The following entries are to be retyped in full, exactly as written.

⟨

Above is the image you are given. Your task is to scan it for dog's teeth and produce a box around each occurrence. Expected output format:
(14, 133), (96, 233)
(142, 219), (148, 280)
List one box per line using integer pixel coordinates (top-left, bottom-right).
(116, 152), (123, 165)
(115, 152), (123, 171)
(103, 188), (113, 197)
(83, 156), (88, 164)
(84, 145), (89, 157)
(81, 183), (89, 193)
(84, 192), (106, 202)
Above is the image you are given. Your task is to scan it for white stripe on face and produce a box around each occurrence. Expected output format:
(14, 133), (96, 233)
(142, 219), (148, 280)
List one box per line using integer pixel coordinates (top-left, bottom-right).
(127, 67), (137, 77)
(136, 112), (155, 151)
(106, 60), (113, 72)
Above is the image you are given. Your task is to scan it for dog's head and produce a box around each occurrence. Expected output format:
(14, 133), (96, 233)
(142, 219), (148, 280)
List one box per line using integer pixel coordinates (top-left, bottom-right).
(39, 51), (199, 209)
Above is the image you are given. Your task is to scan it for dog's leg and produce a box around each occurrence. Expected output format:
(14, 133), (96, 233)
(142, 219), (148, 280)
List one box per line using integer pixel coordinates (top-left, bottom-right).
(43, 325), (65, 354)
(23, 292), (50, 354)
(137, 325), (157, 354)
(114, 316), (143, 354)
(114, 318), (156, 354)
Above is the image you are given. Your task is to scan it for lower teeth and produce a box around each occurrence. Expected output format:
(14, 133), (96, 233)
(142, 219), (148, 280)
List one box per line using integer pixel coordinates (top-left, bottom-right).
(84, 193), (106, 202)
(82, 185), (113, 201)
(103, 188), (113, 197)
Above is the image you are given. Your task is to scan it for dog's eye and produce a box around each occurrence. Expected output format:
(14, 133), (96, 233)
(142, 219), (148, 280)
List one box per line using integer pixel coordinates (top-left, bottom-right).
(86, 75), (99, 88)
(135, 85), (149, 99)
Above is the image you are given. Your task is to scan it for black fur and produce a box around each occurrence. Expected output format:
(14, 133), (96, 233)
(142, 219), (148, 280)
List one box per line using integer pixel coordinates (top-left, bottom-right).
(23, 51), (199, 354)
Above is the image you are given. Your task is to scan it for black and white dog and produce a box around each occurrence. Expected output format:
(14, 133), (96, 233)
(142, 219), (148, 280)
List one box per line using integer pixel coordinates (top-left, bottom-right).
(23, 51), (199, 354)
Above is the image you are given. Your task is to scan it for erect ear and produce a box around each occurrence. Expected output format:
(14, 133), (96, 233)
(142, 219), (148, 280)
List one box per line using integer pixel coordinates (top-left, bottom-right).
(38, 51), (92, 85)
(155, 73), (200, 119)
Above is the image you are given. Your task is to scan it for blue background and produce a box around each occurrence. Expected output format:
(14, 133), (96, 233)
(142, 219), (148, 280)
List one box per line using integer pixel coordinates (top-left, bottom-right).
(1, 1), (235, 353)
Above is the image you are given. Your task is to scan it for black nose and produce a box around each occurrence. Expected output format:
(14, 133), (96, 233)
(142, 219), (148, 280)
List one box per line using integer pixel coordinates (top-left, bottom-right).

⟩

→ **EXERCISE RESULT**
Above is the image you are given. Your task is to scan it for dog's teeth and produce a box around each occurrence. Expected output format:
(14, 133), (96, 233)
(142, 219), (148, 280)
List one box per line using integer pixel coordinates (top-left, bottom-right).
(116, 152), (123, 165)
(115, 152), (123, 171)
(103, 188), (113, 197)
(83, 156), (88, 164)
(84, 145), (89, 157)
(81, 183), (89, 193)
(84, 192), (106, 202)
Above is the image you are given. Your task is to scan it for white stripe on face and produce a box around each occurrence. Expected output format:
(14, 133), (96, 233)
(142, 219), (148, 280)
List one box per line using integer pixel coordinates (top-left, bottom-right).
(127, 67), (137, 77)
(136, 112), (155, 151)
(106, 60), (113, 72)
Above is the image you are given. Your task is to scan it for dog's head and produce a box around each occurrence. Expected output format:
(14, 133), (96, 233)
(142, 219), (148, 280)
List one box per line using integer pixel coordinates (top-left, bottom-right).
(39, 51), (199, 209)
Above is the image you are given. Your task is to scan it for dog's leg and produce a box around each occurrence. Expected output format:
(14, 133), (96, 233)
(142, 219), (148, 280)
List one box per line using integer pixel coordinates (top-left, bottom-right).
(43, 325), (65, 354)
(23, 292), (50, 354)
(137, 325), (157, 354)
(114, 316), (143, 354)
(114, 318), (156, 354)
Above is the image you are given. Your task is to scan it for lower teeth and produce a box around each occurrence. Expected output format:
(14, 133), (96, 233)
(142, 219), (148, 280)
List one box per line using integer pixel coordinates (top-left, bottom-right).
(84, 193), (106, 202)
(82, 185), (113, 201)
(103, 188), (113, 197)
Above is the image you are given. Your task is to scan it for dog's eye and produce a box around each occurrence. Expected output format:
(14, 133), (96, 233)
(142, 219), (148, 280)
List one box per line using integer pixel coordinates (top-left, bottom-right).
(86, 75), (99, 88)
(135, 85), (149, 99)
Above is the image you are given. Your task is to scan it for black fur and produce a box around each occurrence. Expected output format:
(14, 133), (96, 233)
(142, 219), (148, 280)
List one box per line using integer pixel coordinates (top-left, bottom-right).
(23, 51), (199, 354)
Above is the image you are given. Your task is to scan it for black and white dog and produce a box around each occurrence. Expected output format:
(14, 133), (96, 233)
(142, 219), (148, 280)
List one box per line using integer pixel coordinates (top-left, bottom-right).
(23, 51), (199, 354)
Above is the image you are given. Your task is to scan it for erect ear and produce a box around each occurrence. Expected output format:
(14, 133), (96, 233)
(142, 219), (148, 280)
List one box per line using integer pixel coordinates (top-left, bottom-right).
(38, 51), (92, 85)
(155, 73), (200, 119)
Above is the image you are given. Your task is to scan it for blue background and produce a box around each occurrence. Expected output format:
(14, 133), (96, 233)
(142, 219), (148, 280)
List one box per line using integer pixel coordinates (top-left, bottom-right).
(1, 1), (235, 353)
Above is the image you are given. Your task is to scan it for black nose and produce a box around each occurrence. Expected output format:
(14, 133), (96, 233)
(142, 219), (148, 280)
List one box per line using integer pixel coordinates (top-left, bottom-right).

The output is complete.